▶ **Challenge**:
Report each line of the records below that contains the string "sign", copying the full line. Case counts.

▶ **Source material**:
----

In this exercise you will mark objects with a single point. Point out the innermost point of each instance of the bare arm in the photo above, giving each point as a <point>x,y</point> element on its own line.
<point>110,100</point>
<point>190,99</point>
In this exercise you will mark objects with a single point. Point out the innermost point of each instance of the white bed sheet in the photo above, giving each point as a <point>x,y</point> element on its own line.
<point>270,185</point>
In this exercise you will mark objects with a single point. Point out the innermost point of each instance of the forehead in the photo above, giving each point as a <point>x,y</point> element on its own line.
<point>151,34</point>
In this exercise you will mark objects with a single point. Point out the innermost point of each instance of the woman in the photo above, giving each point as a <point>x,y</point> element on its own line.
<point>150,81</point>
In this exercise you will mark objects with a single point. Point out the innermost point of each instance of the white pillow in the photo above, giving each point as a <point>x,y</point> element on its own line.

----

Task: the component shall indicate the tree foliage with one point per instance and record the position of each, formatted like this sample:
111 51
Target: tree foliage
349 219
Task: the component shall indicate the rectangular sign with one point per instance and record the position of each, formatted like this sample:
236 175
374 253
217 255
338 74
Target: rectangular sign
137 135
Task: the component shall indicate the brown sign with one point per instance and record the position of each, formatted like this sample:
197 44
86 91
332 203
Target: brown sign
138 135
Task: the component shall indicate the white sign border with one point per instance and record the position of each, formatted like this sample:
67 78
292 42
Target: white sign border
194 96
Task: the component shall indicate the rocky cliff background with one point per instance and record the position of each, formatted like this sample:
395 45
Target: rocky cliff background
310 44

----

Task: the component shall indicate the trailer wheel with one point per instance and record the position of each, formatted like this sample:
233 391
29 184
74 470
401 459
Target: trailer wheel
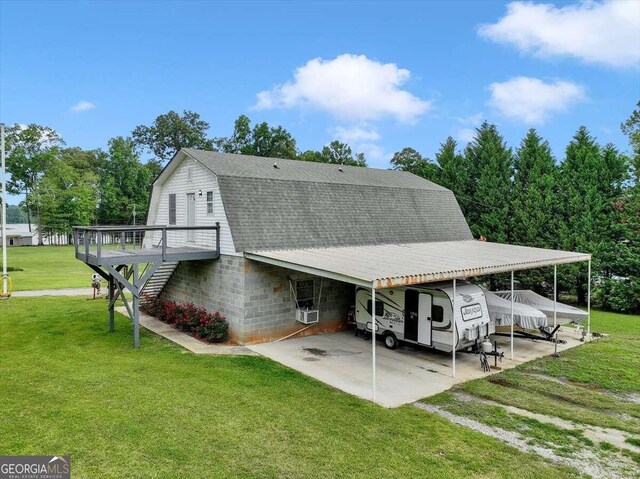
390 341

----

▶ **Expected answer**:
Task: the component shall indicate the rectangular sign with one point per instance and record the position of each, formatted like this sample:
Target: rectangular sign
Task: the component shall indicate the brown sign with one point per instance and record the position of each, formatted like this sample:
Target: brown sign
Task: the component shall indicate the white sign border with one point per instance and record the position of each, formatted like this sample:
Target: white sign border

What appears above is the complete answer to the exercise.